Items drawn from a data source
———
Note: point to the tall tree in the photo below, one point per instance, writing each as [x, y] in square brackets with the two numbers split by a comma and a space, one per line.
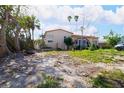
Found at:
[5, 12]
[69, 18]
[112, 38]
[76, 20]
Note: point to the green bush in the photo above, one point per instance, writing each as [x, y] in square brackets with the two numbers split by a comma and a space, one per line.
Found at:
[109, 79]
[93, 47]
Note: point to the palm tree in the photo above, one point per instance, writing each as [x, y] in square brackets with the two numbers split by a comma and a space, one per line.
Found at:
[5, 11]
[69, 18]
[76, 20]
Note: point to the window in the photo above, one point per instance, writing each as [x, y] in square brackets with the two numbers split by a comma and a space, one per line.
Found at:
[49, 41]
[50, 36]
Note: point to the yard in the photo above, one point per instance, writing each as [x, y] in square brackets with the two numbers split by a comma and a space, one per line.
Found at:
[64, 69]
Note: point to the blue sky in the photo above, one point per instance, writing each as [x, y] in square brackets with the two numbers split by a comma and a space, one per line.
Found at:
[101, 18]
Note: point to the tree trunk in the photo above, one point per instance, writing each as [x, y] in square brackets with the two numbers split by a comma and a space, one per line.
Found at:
[17, 43]
[3, 45]
[33, 37]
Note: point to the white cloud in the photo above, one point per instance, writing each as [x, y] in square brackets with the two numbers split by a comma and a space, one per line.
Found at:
[93, 13]
[56, 26]
[91, 31]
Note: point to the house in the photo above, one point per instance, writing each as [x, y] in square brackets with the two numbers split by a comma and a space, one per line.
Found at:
[55, 39]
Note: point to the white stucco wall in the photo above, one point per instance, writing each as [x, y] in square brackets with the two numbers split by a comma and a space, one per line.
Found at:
[57, 38]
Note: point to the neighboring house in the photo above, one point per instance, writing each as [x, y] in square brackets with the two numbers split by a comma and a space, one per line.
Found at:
[55, 39]
[122, 39]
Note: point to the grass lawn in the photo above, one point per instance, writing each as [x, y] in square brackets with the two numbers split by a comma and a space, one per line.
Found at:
[101, 55]
[109, 79]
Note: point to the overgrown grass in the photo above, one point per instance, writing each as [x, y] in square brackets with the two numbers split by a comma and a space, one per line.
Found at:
[101, 55]
[109, 79]
[52, 53]
[50, 82]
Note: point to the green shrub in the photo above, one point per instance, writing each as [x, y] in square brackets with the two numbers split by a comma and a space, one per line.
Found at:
[109, 79]
[93, 47]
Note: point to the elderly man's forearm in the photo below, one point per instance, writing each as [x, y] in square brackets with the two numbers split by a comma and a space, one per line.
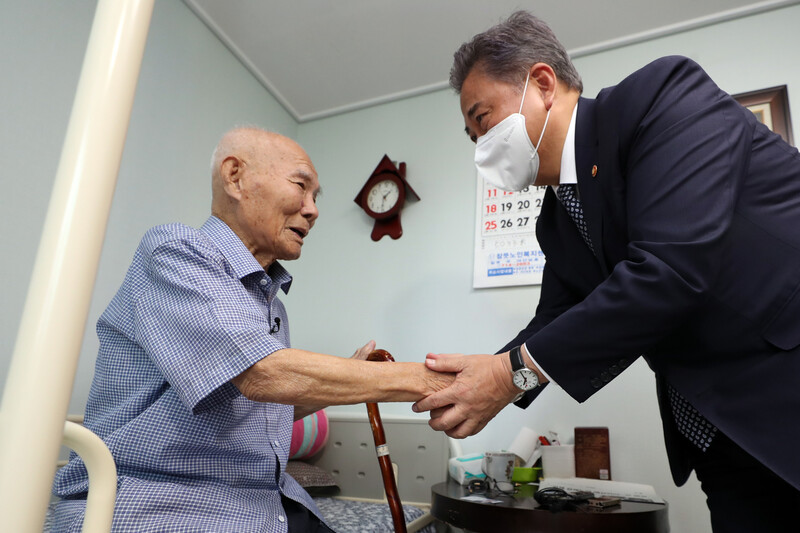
———
> **Exercise task**
Copy out every line of the data above that contains the word "blue".

> **Response to the exercise**
Note: point to the blue sky in the photo above, one point per instance, writing each as [x, y] in square brackets with the two numbers split by a comma and a space, one per line.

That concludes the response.